Life Science, Science News and Space Daily in the last four days have reported that NASA’s Curiosity rover has made a major discovery in a Martian rock sample called Mary Anning 3. The sample reveals an unusually diverse set of organic molecules—carbon-based compounds that are the chemical foundation of life. Using a specialized wet chemistry technique (a method that adds liquid reagents to release and detect hidden molecules), scientists identified 21 organics, including 7 never before observed on Mars. The discovery came after years of intensive lab work on a rock drilled and analyzed by Curiosity in 2020, reported Jet Propulsion Laboratories on April 21, 2026.
The study, published in Nature Communications on April 21, 2026, found precursors to RNA and DNA—simple molecules that can assemble into the genetic material used by living cells. This suggests that ancient Mars contained the raw ingredients needed for microbial life. Although researchers cannot yet determine whether these compounds came from biology or from non-living geological processes, the results show that complex chemistry can persist for billions of years despite intense radiation at the surface.
An “organic molecule” is simply one broadly defined as any chemical compound that contains carbon atoms. Because carbon can bond with up to four other atoms at once, it forms vast, complex, and diverse chains or rings that serve as the fundamental building blocks of all known life.
The most crucial factor is the chirality, or “handed-ness” of the molecule. Chirality, discovered by Louis Pasteur in 1848, has been shown to be vital when searching for extraterrestrial life. On Earth, all life strictly uses left-handed (L) amino acids for proteins and right-handed (D) sugars for DNA and RNA. Because a homochiral bias is required for complex, self-replicating molecules (like RNA) to form, scientists consider molecular asymmetry a prime indicator in the search for extraterrestrial life. However, an unbalanced chiral sample does not automatically mean life is present.
A rover mission planned by the European Space Agency, the Rosalind Franklin rover (part of its ExoMars program) is scheduled to launch in 2028, is designed to analyze organic molecules on Mars for this chirality.
While these findings do not yet prove the existence of past biological life, they confirm that ancient Mars possessed the necessary chemistry to support it. Together, the evidence strengthens the view that Gale Crater once hosted lakes and streams, making it a potentially habitable environment in Mars’s distant past.

* [Information supplied]:
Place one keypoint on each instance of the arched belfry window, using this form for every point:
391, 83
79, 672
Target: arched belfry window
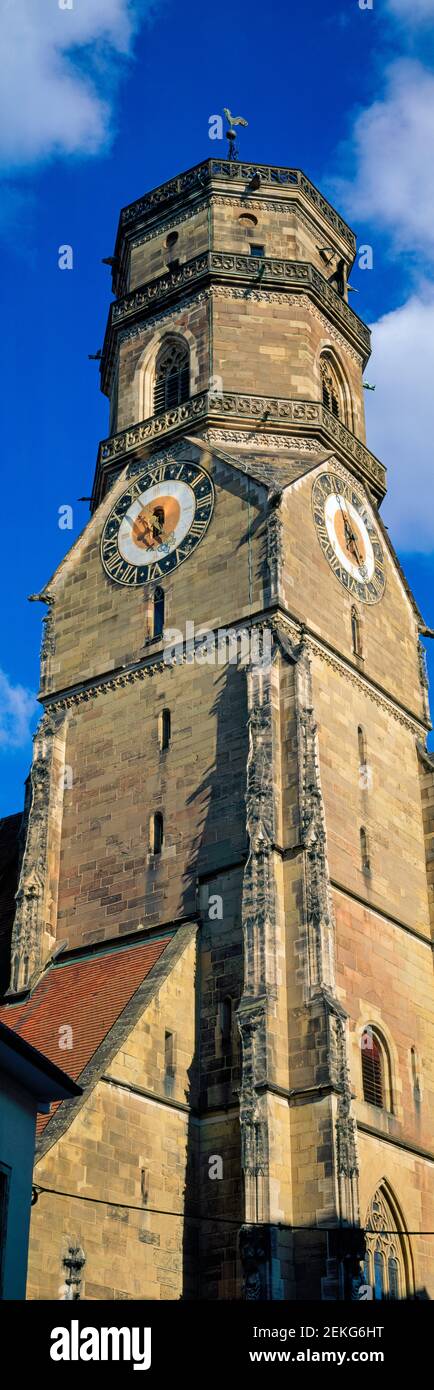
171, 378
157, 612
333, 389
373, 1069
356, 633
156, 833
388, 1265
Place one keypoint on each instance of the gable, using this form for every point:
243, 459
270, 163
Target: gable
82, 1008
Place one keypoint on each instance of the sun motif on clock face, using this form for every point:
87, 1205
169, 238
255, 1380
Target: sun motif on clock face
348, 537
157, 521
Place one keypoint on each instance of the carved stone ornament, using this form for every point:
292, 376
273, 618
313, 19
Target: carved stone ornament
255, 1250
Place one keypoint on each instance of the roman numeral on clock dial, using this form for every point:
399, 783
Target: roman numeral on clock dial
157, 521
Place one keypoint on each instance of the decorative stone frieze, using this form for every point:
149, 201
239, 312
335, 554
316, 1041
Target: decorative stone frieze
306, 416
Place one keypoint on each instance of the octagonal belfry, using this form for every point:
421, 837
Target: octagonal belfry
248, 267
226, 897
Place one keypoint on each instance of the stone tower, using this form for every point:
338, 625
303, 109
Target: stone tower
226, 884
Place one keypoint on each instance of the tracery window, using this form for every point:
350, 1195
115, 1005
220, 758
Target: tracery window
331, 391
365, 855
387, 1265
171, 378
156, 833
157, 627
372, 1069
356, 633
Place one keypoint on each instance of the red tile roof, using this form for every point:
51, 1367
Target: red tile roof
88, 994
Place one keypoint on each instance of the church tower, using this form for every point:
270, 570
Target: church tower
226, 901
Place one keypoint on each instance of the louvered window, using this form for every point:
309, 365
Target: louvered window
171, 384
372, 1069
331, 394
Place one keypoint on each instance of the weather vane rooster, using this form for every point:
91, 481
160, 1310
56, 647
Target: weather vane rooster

...

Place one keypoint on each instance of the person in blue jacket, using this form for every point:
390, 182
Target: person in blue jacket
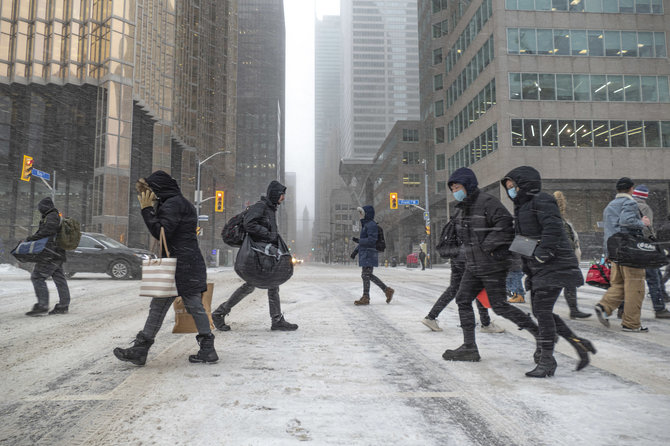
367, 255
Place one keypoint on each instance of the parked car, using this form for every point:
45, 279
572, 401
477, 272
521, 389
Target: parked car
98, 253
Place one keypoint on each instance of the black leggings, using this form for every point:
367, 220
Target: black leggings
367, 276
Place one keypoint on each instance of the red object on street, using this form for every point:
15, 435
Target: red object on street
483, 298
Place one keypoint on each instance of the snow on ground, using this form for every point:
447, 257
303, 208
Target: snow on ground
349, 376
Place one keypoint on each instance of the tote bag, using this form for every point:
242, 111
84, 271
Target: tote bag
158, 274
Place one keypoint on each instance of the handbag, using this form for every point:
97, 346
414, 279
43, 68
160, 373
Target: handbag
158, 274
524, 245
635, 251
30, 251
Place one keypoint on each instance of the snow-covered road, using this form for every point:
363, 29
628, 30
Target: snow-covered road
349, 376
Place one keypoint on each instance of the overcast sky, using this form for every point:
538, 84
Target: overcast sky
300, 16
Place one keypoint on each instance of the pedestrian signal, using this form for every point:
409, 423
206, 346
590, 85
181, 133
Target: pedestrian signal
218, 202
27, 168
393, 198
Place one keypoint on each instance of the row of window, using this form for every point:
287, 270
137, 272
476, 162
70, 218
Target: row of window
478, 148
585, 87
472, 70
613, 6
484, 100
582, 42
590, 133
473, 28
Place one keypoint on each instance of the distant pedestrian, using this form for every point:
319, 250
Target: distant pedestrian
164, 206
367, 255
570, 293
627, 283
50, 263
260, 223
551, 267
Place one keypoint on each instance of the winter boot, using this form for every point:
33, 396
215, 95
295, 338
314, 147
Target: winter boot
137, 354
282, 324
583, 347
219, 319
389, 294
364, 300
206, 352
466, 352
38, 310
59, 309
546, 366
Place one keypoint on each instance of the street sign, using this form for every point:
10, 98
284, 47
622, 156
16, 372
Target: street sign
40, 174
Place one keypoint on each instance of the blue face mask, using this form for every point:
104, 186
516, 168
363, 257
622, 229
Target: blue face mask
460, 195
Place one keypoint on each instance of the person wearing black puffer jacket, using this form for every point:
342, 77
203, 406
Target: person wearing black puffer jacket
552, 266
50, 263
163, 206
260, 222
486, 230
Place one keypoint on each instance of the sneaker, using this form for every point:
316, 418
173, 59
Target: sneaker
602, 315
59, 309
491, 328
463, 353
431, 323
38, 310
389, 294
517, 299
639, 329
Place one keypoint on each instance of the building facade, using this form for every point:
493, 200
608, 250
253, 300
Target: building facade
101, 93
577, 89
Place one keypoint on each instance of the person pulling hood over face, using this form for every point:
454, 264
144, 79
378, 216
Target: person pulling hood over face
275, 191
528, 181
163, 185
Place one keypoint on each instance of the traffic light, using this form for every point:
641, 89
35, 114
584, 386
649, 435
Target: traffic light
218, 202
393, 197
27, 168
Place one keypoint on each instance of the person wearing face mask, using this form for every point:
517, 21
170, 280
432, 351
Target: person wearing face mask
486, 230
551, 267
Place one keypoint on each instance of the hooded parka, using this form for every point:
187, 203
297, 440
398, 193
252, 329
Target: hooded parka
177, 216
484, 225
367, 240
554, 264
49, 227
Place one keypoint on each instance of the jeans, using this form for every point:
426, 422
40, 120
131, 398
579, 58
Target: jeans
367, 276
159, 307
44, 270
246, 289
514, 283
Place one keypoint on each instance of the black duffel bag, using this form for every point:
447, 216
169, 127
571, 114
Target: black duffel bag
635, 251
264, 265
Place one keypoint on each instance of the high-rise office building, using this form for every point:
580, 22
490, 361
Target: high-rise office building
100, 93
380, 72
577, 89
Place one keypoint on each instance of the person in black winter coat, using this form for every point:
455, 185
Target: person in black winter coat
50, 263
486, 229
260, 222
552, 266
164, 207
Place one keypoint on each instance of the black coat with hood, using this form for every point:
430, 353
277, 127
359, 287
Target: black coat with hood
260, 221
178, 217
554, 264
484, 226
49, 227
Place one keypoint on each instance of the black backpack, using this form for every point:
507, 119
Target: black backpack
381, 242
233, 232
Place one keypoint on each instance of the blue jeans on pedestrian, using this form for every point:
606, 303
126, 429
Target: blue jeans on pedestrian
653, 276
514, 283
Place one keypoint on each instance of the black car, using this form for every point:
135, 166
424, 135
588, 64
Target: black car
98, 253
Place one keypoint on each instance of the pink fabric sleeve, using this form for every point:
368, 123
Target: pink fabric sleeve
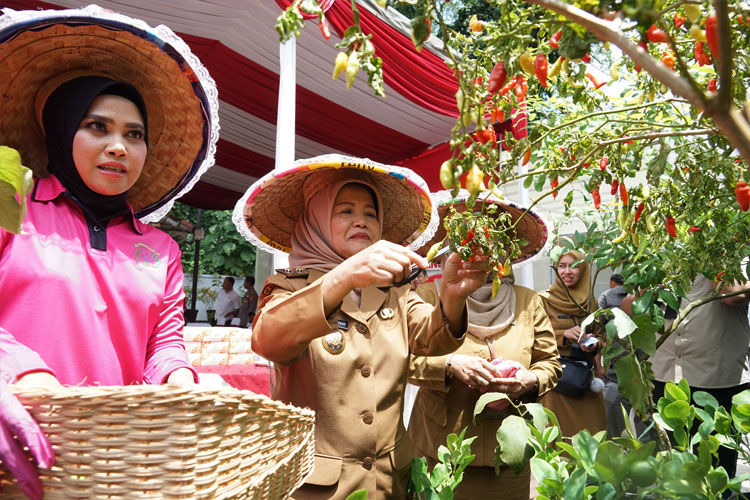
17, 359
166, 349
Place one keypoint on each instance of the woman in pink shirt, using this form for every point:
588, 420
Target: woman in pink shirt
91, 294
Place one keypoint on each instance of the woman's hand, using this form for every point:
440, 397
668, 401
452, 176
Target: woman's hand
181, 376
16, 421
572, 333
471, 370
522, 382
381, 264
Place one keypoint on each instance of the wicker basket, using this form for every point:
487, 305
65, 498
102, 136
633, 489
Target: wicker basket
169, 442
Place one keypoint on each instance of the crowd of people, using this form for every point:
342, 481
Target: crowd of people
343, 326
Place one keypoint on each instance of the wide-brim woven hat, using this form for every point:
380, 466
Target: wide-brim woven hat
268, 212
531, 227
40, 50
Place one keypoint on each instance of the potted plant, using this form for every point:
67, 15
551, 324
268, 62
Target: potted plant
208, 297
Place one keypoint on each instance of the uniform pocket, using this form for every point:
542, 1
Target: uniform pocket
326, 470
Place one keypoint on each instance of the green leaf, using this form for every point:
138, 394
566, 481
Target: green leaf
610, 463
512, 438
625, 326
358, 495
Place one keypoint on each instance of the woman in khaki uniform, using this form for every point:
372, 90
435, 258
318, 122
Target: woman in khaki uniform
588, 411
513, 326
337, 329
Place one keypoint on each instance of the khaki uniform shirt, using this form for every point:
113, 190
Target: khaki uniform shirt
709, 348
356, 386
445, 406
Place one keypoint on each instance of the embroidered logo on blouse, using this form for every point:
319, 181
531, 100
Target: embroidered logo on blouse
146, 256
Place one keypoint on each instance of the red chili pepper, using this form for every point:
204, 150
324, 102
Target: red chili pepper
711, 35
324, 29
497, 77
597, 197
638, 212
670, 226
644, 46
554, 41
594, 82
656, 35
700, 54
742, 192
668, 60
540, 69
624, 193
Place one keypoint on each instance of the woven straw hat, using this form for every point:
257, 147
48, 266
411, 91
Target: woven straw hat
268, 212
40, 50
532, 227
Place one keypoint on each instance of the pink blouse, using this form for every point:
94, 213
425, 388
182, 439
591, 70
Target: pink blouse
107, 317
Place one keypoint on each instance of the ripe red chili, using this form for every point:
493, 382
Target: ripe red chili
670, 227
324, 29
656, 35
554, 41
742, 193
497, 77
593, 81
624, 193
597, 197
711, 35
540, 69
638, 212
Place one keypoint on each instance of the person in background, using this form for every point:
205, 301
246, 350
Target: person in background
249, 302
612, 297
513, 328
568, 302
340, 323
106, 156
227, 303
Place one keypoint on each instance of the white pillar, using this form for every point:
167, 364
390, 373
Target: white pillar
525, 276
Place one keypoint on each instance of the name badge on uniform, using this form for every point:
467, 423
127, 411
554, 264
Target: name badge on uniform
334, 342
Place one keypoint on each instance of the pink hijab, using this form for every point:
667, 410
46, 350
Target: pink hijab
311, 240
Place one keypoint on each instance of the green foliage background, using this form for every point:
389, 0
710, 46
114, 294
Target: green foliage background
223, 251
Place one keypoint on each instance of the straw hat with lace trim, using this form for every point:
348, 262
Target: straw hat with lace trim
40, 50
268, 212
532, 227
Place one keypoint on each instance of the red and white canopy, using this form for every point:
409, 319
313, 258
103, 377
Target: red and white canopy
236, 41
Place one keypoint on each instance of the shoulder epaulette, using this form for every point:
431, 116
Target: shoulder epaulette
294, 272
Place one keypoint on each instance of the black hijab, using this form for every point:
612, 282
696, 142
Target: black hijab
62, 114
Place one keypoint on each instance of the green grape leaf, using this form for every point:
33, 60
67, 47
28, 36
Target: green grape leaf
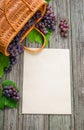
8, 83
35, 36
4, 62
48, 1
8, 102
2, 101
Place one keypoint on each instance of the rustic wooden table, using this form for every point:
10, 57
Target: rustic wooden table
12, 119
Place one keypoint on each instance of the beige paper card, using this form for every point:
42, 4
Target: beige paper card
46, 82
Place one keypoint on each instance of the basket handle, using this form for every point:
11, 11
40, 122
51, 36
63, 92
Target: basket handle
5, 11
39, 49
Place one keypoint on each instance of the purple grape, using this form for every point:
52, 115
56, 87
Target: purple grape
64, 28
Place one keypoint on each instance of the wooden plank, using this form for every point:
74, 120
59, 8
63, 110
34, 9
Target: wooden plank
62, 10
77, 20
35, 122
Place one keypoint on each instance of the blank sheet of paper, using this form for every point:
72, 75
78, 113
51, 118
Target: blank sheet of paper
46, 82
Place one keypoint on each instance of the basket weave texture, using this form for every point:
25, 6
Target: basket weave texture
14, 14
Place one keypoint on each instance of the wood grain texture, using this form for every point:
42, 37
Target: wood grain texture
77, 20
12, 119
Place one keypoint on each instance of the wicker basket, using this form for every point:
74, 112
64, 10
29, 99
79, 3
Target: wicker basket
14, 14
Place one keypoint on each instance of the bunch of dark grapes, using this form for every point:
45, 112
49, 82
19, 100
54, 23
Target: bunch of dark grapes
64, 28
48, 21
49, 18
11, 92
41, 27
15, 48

* [What you need to do]:
**a.** Answer these questions from the article on Curiosity's organic molecule findings above the records:
(i) How many organic molecules did scientists identify in the Mary Anning 3 sample?
(ii) Who discovered chirality, and in what year?
(iii) In what year is the Rosalind Franklin rover scheduled to launch?
**b.** Write out the passage of the article on Curiosity's organic molecule findings that starts with "While these findings" and goes on through "Mars’s distant past.".

* [Solutions]:
**a.**
(i) 21
(ii) Louis Pasteur, in 1848
(iii) 2028

**b.**
While these findings do not yet prove the existence of past biological life, they confirm that ancient Mars possessed the necessary chemistry to support it. Together, the evidence strengthens the view that Gale Crater once hosted lakes and streams, making it a potentially habitable environment in Mars’s distant past.